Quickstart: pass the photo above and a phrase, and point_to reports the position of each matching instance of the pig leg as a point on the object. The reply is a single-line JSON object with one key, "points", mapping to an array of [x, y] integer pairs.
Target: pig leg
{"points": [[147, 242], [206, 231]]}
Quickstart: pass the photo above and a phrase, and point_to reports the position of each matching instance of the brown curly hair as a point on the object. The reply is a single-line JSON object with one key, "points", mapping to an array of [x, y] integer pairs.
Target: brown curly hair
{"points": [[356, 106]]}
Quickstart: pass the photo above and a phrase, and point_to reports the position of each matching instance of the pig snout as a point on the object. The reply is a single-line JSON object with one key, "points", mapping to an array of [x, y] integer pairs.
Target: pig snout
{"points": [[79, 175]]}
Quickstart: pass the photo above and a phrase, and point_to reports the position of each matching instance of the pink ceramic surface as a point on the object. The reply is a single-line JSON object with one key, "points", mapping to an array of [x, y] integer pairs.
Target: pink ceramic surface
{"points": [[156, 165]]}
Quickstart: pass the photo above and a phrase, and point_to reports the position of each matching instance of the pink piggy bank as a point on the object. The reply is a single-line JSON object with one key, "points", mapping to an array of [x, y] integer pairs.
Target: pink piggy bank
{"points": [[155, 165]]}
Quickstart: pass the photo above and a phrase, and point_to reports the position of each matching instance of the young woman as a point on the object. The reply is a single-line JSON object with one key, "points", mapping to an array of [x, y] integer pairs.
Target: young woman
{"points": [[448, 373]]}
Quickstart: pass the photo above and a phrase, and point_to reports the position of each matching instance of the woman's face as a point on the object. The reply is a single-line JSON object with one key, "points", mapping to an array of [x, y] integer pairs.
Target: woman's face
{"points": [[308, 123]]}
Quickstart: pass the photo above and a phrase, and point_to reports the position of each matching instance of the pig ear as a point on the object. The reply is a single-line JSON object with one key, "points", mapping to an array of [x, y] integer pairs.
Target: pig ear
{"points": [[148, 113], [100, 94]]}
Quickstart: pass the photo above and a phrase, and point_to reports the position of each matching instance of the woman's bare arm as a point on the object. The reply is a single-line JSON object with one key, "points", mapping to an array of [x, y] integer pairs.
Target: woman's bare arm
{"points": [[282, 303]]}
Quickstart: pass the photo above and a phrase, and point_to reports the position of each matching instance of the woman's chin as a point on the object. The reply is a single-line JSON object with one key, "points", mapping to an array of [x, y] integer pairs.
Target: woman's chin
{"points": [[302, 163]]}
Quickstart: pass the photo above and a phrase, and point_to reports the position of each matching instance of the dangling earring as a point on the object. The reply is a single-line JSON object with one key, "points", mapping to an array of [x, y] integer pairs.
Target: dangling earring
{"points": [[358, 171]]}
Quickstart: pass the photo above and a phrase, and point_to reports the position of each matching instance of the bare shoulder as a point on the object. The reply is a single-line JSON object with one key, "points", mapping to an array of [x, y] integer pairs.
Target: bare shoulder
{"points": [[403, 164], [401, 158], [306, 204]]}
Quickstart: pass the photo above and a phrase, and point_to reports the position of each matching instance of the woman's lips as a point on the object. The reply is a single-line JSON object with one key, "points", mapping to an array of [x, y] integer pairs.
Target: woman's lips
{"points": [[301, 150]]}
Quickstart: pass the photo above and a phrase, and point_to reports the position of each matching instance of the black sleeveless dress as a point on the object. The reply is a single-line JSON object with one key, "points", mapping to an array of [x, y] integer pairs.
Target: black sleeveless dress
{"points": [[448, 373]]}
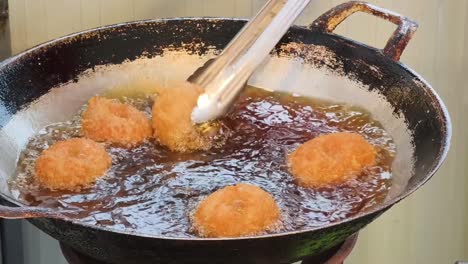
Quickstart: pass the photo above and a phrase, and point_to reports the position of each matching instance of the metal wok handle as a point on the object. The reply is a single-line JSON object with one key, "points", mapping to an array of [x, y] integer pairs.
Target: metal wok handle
{"points": [[398, 41], [8, 212]]}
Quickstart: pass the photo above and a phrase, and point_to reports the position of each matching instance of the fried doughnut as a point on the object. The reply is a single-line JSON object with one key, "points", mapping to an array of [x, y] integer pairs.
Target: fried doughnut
{"points": [[106, 120], [71, 163], [172, 121], [234, 211], [331, 159]]}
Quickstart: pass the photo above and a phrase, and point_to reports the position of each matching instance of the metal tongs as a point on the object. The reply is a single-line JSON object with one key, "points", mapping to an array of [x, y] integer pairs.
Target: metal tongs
{"points": [[224, 77]]}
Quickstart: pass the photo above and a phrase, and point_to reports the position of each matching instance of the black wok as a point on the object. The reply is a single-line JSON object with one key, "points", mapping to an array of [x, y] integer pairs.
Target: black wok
{"points": [[332, 66]]}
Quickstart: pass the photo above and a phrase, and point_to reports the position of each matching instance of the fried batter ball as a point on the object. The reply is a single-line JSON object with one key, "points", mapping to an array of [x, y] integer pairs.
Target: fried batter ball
{"points": [[331, 159], [172, 121], [234, 211], [107, 120], [71, 163]]}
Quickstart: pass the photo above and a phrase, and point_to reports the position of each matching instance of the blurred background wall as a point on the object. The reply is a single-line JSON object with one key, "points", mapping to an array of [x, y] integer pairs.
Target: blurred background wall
{"points": [[432, 225]]}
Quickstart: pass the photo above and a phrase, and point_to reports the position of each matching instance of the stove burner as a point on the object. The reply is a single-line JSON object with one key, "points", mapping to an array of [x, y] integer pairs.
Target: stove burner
{"points": [[335, 255]]}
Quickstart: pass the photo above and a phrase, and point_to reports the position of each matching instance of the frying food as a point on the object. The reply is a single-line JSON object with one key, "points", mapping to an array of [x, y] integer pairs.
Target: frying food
{"points": [[151, 189], [71, 163], [235, 211], [172, 122], [106, 120], [331, 159]]}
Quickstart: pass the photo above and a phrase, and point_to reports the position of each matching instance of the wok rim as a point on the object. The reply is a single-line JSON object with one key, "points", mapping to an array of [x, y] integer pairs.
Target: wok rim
{"points": [[447, 129]]}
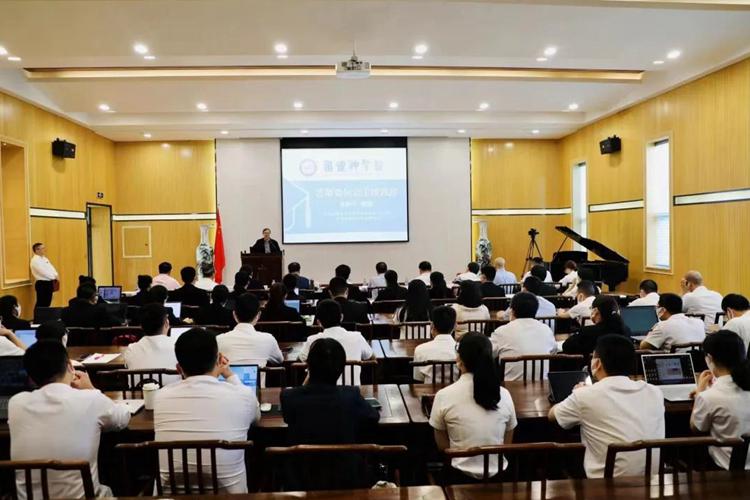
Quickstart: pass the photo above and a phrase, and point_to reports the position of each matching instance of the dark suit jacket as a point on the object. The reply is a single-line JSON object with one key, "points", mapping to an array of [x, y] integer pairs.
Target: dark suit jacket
{"points": [[260, 247]]}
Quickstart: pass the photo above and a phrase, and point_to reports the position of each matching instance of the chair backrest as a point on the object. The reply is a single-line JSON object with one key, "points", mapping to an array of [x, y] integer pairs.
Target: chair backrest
{"points": [[680, 450], [315, 467], [562, 362], [205, 485], [44, 466]]}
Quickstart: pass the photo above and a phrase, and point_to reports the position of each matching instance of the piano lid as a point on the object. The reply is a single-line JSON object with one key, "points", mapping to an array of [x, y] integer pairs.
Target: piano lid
{"points": [[594, 246]]}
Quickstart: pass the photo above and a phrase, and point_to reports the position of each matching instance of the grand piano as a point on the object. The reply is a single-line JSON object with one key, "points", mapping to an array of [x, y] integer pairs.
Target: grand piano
{"points": [[612, 270]]}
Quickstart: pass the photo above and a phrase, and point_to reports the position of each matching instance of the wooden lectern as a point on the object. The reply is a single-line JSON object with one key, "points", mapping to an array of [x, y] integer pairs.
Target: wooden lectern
{"points": [[266, 266]]}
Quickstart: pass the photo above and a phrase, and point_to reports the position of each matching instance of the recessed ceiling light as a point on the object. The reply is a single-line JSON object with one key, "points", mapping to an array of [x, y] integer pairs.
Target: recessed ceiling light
{"points": [[140, 48]]}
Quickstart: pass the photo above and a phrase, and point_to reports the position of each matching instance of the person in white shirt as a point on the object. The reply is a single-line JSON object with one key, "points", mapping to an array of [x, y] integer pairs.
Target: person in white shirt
{"points": [[62, 420], [697, 299], [524, 335], [475, 410], [737, 316], [45, 275], [503, 276], [442, 347], [613, 409], [164, 279], [328, 315], [647, 294], [469, 306], [155, 349], [202, 407], [722, 395], [674, 327]]}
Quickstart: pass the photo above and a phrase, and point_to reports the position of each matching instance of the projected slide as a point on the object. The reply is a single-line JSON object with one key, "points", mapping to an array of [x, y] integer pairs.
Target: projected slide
{"points": [[344, 194]]}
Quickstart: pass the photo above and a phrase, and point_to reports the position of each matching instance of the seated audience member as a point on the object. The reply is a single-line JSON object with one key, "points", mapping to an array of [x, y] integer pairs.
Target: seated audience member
{"points": [[206, 281], [201, 407], [613, 409], [425, 269], [244, 344], [503, 276], [737, 316], [439, 288], [155, 349], [524, 335], [276, 310], [329, 316], [487, 283], [164, 277], [475, 410], [606, 319], [442, 347], [722, 396], [216, 313], [84, 312], [647, 294], [586, 293], [61, 420], [392, 290], [674, 327], [302, 282], [697, 299], [469, 306], [142, 297], [354, 312], [10, 314]]}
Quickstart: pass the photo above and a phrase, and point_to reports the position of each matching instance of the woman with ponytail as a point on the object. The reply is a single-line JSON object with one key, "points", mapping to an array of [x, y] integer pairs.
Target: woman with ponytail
{"points": [[722, 397], [475, 410]]}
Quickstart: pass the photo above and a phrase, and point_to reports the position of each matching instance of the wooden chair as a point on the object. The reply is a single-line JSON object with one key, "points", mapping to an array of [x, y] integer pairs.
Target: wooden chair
{"points": [[207, 480], [44, 466], [566, 362], [676, 449], [330, 467]]}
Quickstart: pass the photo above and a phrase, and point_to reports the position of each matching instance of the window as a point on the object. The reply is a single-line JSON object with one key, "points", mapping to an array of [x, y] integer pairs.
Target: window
{"points": [[580, 207], [658, 201]]}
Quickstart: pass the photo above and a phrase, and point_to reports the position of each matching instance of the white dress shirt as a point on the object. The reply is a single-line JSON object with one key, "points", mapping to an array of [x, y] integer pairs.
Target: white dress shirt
{"points": [[152, 351], [612, 410], [677, 329], [354, 344], [724, 410], [58, 422], [468, 424], [702, 301], [205, 408], [440, 348], [42, 269], [520, 337]]}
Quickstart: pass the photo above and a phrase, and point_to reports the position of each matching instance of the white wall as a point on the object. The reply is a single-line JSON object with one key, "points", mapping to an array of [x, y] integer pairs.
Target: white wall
{"points": [[249, 199]]}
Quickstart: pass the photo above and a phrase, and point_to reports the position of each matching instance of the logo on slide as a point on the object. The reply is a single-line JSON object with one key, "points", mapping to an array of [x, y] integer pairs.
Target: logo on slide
{"points": [[308, 167]]}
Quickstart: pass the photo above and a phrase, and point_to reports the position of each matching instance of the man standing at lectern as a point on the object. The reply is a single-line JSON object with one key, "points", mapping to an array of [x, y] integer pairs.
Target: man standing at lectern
{"points": [[266, 244]]}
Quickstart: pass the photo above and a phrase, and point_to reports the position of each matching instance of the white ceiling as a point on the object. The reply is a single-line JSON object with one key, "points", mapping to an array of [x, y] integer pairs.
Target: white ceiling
{"points": [[589, 34]]}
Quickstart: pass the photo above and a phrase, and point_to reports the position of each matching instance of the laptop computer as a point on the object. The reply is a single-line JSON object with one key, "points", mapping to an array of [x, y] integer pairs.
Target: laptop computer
{"points": [[672, 373], [13, 379], [640, 319]]}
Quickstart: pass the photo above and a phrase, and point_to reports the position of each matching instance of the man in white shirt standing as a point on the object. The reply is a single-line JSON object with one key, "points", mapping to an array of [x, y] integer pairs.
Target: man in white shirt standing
{"points": [[648, 294], [62, 420], [329, 316], [45, 275], [674, 327], [524, 335], [614, 409], [155, 349], [697, 299], [442, 347], [202, 407]]}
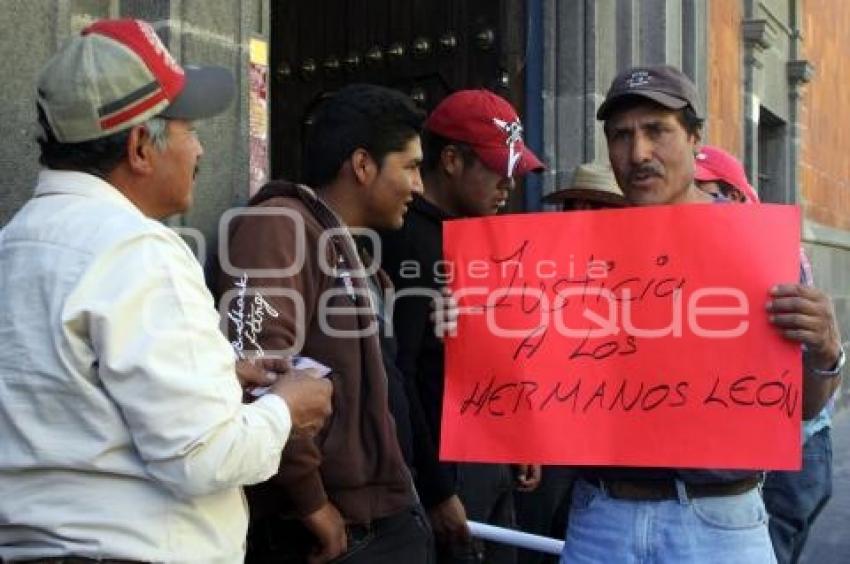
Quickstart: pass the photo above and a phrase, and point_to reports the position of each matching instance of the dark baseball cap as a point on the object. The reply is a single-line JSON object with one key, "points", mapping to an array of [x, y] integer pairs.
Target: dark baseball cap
{"points": [[663, 84]]}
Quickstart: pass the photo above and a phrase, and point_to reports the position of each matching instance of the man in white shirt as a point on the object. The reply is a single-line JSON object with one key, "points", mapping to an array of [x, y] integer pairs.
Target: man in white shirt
{"points": [[124, 437]]}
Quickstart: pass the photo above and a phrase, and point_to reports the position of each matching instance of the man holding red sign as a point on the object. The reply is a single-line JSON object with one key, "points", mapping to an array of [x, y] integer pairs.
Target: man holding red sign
{"points": [[653, 128]]}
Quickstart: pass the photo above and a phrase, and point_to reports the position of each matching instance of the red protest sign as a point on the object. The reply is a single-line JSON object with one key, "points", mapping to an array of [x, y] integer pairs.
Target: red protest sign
{"points": [[634, 337]]}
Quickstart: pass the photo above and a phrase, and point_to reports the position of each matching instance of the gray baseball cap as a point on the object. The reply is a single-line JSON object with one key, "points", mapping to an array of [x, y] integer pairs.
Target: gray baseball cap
{"points": [[117, 74], [663, 84]]}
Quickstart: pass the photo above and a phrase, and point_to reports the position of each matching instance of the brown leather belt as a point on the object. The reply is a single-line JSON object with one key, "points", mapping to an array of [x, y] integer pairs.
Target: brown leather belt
{"points": [[662, 490]]}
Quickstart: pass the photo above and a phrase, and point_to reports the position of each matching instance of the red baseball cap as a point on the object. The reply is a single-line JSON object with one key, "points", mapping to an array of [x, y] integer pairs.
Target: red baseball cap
{"points": [[490, 126], [116, 74], [713, 163]]}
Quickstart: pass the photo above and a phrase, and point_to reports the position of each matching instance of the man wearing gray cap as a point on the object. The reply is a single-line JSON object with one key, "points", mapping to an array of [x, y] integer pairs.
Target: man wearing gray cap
{"points": [[653, 127], [124, 435]]}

Challenge | Write out verbatim the lines of the material from the line containing "the man wearing" up to and including the last line of the material.

Answer to the problem |
Quickstart: pass the photo above and a phrase, and point_to reports the position of each matching instance of the man wearing gray cap as a point on the object. The reply is a single-line JSON object with one key, "points", mapping to an array of [x, y] integer pairs.
Target: man wearing gray cap
{"points": [[653, 127], [124, 435]]}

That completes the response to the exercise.